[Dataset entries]
========

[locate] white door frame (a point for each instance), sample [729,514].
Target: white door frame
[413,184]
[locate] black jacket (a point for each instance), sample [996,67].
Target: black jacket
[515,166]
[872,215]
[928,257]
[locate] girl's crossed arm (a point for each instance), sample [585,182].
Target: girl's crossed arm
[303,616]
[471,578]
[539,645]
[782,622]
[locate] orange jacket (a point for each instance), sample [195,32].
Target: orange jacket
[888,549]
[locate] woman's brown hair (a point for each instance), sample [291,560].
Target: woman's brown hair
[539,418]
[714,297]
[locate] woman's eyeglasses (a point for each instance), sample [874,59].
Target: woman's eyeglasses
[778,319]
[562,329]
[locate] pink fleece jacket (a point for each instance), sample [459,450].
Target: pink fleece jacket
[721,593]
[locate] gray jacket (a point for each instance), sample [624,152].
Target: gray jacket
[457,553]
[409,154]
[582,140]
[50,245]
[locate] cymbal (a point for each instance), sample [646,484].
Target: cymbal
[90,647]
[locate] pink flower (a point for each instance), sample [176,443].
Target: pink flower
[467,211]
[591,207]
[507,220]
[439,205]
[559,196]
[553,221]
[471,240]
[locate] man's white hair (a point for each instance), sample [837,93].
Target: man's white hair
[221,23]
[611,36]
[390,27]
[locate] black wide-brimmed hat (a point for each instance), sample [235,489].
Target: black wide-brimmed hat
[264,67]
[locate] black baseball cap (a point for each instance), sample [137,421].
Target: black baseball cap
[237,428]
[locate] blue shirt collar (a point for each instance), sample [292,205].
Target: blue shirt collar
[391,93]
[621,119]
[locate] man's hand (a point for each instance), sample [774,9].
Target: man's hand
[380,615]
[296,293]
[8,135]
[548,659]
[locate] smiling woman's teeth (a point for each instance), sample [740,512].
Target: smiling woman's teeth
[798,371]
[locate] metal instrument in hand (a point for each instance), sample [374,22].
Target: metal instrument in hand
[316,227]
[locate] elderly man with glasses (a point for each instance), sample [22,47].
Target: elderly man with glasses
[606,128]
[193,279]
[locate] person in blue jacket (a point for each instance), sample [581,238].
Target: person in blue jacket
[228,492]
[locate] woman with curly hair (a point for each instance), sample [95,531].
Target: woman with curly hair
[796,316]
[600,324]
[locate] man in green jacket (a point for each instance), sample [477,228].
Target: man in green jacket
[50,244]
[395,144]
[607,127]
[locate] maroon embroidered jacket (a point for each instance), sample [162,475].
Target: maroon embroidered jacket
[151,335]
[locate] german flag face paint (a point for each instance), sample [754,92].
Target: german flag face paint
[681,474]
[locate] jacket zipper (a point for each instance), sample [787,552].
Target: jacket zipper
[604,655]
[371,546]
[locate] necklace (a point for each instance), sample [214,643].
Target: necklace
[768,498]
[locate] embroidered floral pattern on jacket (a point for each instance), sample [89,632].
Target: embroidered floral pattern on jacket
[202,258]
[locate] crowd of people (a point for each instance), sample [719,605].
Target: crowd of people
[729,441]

========

=== Requirements ===
Please convert this material into a numbered list, one item per line, and leave out any blank lines.

=== Expected output ===
1. [locate] white door frame (a point for each instance), sample [729,514].
2. Target: white door frame
3. [413,184]
4. [locate] black jacket (a point for each instance), sample [996,67].
5. Target: black jacket
6. [515,166]
7. [872,215]
8. [928,257]
9. [locate] girl's crossed arm (a point for each instance), sample [585,182].
10. Target: girl's crossed arm
11. [303,616]
12. [471,578]
13. [539,645]
14. [782,622]
15. [locate] orange jacket (a point for each instance), sample [195,32].
16. Target: orange jacket
17. [888,549]
18. [locate] woman's brown hair (a point for each instance), sample [291,560].
19. Target: woman's brown hair
20. [539,418]
21. [714,297]
22. [locate] woman's eyeglasses (a point for each instance), sample [874,59].
23. Target: woman's eyeglasses
24. [778,319]
25. [562,329]
26. [locate] pink fleece jacket (a point for each instance), sample [459,450].
27. Target: pink fleece jacket
28. [721,593]
29. [locate] gray jacket (a point for each instance), sample [624,152].
30. Target: gray jacket
31. [457,553]
32. [409,154]
33. [582,140]
34. [50,245]
35. [locate] cymbal (a point for each instance), sample [646,484].
36. Target: cymbal
37. [90,647]
38. [locate] pink flower (a point for each instance), sample [176,443].
39. Target: pink flower
40. [467,211]
41. [591,207]
42. [507,220]
43. [439,205]
44. [559,196]
45. [553,221]
46. [471,240]
47. [locate] man's white hair (a point for each instance), sample [837,93].
48. Target: man's white hair
49. [221,23]
50. [611,36]
51. [390,27]
52. [locate] black wide-brimmed hat (a point for each instance), sample [235,489].
53. Target: black wide-brimmed hat
54. [264,67]
55. [locate] black baseball cap (a point for each instance), sample [137,421].
56. Target: black baseball cap
57. [237,428]
58. [locate] blue shirt collar (a point for each instance), sample [292,205].
59. Target: blue shirt collar
60. [391,93]
61. [621,119]
62. [locate] man's hand (a point for each instance), sample [774,9].
63. Target: man's hand
64. [380,615]
65. [296,293]
66. [8,135]
67. [548,659]
68. [locate] smiling woman's teeth (a point for each instance), sample [740,512].
69. Target: smiling woman's teeth
70. [798,371]
71. [locate] metal instrument in hand (a point for each instance), sample [374,22].
72. Target: metal instrument in hand
73. [316,227]
74. [locate] elderly man with glasses (a point for each instance), sample [22,47].
75. Target: elderly man with glasses
76. [606,128]
77. [193,279]
78. [locate] person in blue jacket (a point for each instance), sample [581,238].
79. Target: person in blue jacket
80. [228,492]
81. [locate] woman with curly hair (a point for each instance), sample [95,531].
82. Target: woman with curly hair
83. [796,316]
84. [600,324]
85. [locate] man in green jacket (a point for each instance), sample [477,228].
86. Target: man in green jacket
87. [50,244]
88. [395,144]
89. [607,127]
90. [locate] maroon embroidered jacket (a point for each instance), sample [162,475].
91. Target: maroon embroidered jacket
92. [151,335]
93. [locate] german flag face paint (a point for each instance), sample [754,92].
94. Target: german flag face paint
95. [681,474]
96. [locate] jacket zipper (a point for each instance), sample [787,552].
97. Target: jacket zipper
98. [604,655]
99. [371,546]
100. [locate] necklace (a point for each instance), sample [214,643].
101. Target: necklace
102. [768,498]
103. [locate] embroidered floral pattern on jacket (a point for each instance), sample [89,632].
104. Target: embroidered floral pattern on jacket
105. [202,258]
106. [locate] crowd of people (a point for each instance), sample [719,605].
107. Target: crowd of people
108. [729,441]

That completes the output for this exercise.